### SOURCE EXTRACT:
===============

13. Developer shall submit and obtain City Planner approval of a Final Landscape and Irrigation Plan
showing conformance with the approved Preliminary Landscape Plan and the city’s Landscape
Manual. Developer shall construct and install all landscaping and irrigation as shown on the
approved Final plans. All landscaping shall be maintained in a healthy and thriving condition, free
from weeds, trash, and debris. All irrigation systems shall be maintained to provide the optimum
amount of water to the landscape for plant growth without causing soil erosion and runoff.
14. The first submittal of Final Landscape and Irrigation Plans shall be pursuant to the landscape plan
check process on file in the Planning Division and accompanied by the project’s building,
improvement, and grading plans.
15. Developer shall establish a homeowner's association and corresponding covenants, conditions
and restrictions (CC&Rs). Said CC&Rs shall be submitted to and approved by the City Planner prior
to final tract map approval. Prior to issuance of a building permit, the Developer shall provide the
Planning Division with a recorded copy of the official CC&Rs that have been approved by the
Department of Real Estate and the City Planner. At a minimum, the CC&Rs shall contain the
following provisions:
a. General Enforcement by the City – The city shall have the right, but not the obligation, to
enforce those Protective Covenants set forth in this Declaration in favor of, or in which the
city has an interest.
b. Notice and Amendment – A copy of any proposed amendment shall be provided to the city in
advance. If the proposed amendment affects the city, the city shall have the right to
disapprove. A copy of the final approved amendment shall be transmitted to the city within
30 days for the official record.

===============

### DATA EXTRACT:
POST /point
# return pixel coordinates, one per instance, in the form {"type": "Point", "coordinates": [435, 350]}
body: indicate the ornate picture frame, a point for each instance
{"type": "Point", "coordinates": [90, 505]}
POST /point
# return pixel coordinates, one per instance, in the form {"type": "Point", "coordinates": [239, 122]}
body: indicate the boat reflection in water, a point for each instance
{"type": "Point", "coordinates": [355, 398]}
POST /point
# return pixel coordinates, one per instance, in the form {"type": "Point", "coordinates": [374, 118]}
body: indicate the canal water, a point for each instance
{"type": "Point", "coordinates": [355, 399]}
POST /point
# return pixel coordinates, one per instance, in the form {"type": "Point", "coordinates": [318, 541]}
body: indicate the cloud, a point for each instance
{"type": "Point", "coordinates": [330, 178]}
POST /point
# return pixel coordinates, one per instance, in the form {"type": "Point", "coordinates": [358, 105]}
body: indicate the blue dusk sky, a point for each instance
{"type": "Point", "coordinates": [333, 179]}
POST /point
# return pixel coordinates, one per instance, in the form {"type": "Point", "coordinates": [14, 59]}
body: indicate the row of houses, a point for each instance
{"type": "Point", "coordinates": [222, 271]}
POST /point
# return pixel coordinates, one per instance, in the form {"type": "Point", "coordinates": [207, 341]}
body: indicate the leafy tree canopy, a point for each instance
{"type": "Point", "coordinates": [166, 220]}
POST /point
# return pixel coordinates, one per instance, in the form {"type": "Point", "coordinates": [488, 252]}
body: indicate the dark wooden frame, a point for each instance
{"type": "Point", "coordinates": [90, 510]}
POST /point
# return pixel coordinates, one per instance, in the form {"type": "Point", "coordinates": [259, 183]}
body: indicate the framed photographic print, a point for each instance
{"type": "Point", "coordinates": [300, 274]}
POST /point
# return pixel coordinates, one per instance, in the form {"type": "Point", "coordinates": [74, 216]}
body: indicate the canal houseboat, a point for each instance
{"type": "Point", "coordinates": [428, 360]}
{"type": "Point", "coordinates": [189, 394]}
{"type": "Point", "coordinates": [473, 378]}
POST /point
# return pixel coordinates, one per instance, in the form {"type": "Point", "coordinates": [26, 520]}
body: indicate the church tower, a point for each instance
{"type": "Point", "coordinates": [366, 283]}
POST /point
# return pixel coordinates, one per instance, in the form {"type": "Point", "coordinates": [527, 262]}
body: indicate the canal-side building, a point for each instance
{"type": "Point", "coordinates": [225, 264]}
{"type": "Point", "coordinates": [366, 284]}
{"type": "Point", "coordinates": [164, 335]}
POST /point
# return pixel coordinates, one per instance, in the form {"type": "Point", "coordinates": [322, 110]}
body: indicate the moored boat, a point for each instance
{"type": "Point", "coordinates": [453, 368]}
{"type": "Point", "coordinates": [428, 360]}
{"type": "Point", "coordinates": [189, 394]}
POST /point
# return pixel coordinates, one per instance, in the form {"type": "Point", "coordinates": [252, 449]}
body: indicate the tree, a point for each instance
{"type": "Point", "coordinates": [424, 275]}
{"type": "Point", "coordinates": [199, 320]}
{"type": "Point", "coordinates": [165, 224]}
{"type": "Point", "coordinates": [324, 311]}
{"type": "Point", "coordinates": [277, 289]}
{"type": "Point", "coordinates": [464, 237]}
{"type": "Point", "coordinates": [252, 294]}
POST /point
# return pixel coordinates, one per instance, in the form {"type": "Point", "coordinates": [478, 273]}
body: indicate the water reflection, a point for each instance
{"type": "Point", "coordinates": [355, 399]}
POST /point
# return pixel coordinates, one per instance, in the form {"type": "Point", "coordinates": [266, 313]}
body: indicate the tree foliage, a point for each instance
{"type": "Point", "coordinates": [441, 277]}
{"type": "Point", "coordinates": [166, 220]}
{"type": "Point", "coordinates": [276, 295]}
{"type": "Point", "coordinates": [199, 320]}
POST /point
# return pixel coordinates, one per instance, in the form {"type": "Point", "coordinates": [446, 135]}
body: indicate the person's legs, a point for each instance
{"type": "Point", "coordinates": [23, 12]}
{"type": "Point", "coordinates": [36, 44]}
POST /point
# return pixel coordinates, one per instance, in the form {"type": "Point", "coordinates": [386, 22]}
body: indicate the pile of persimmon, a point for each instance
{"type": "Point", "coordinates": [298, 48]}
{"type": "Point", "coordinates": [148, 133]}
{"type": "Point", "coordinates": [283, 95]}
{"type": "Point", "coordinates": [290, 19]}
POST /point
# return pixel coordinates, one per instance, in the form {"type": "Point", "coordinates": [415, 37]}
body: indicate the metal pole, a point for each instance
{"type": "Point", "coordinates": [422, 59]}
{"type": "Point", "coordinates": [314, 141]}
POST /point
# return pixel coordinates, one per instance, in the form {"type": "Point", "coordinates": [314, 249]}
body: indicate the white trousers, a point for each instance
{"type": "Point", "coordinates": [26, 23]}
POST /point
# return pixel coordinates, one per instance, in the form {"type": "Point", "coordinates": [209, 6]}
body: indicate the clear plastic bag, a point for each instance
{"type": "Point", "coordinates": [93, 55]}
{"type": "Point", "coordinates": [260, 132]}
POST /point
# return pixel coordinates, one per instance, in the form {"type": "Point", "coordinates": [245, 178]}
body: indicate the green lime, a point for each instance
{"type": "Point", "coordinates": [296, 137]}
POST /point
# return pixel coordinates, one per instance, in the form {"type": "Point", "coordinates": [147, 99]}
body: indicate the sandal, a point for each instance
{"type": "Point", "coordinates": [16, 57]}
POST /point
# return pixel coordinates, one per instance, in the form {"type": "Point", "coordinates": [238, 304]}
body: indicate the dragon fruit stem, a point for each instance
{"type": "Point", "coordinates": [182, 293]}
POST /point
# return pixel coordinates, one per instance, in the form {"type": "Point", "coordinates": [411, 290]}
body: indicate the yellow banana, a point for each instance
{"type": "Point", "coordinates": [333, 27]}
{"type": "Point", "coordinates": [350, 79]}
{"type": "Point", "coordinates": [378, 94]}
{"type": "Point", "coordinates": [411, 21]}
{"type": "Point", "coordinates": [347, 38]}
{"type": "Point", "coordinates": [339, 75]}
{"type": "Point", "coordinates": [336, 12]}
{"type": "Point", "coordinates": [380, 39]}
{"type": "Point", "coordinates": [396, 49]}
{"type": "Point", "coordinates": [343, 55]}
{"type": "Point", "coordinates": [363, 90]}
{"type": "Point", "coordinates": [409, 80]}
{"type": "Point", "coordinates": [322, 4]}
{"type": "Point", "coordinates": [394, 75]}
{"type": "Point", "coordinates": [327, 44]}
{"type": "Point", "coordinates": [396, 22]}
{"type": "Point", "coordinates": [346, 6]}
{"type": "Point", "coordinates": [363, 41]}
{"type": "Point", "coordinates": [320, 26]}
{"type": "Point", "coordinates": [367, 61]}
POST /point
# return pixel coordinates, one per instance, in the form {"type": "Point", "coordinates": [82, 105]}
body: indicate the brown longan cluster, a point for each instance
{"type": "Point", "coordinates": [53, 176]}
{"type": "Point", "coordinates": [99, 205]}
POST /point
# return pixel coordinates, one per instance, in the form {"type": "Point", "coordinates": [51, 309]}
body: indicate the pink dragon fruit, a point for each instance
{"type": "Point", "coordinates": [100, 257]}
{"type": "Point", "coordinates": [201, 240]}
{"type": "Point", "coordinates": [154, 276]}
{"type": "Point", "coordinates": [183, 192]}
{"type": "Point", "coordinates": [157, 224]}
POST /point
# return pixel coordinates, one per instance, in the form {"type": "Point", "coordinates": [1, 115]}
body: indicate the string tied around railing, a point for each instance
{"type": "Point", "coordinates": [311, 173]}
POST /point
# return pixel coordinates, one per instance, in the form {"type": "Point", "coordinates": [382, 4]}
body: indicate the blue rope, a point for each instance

===============

### WORK TO COMPLETE:
**1.** According to the development conditions, within how many days must a copy of the final approved amendment be sent to the city?
**2.** Write out the passage of the development conditions starting at "14. The first" and ending at "and grading plans.", substituting "Engineering Division" for "Planning Division".

### ANSWERS BY TASK:
**1.** Within 30 days.

**2.**
14. The first submittal of Final Landscape and Irrigation Plans shall be pursuant to the landscape plan
check process on file in the Engineering Division and accompanied by the project’s building,
improvement, and grading plans.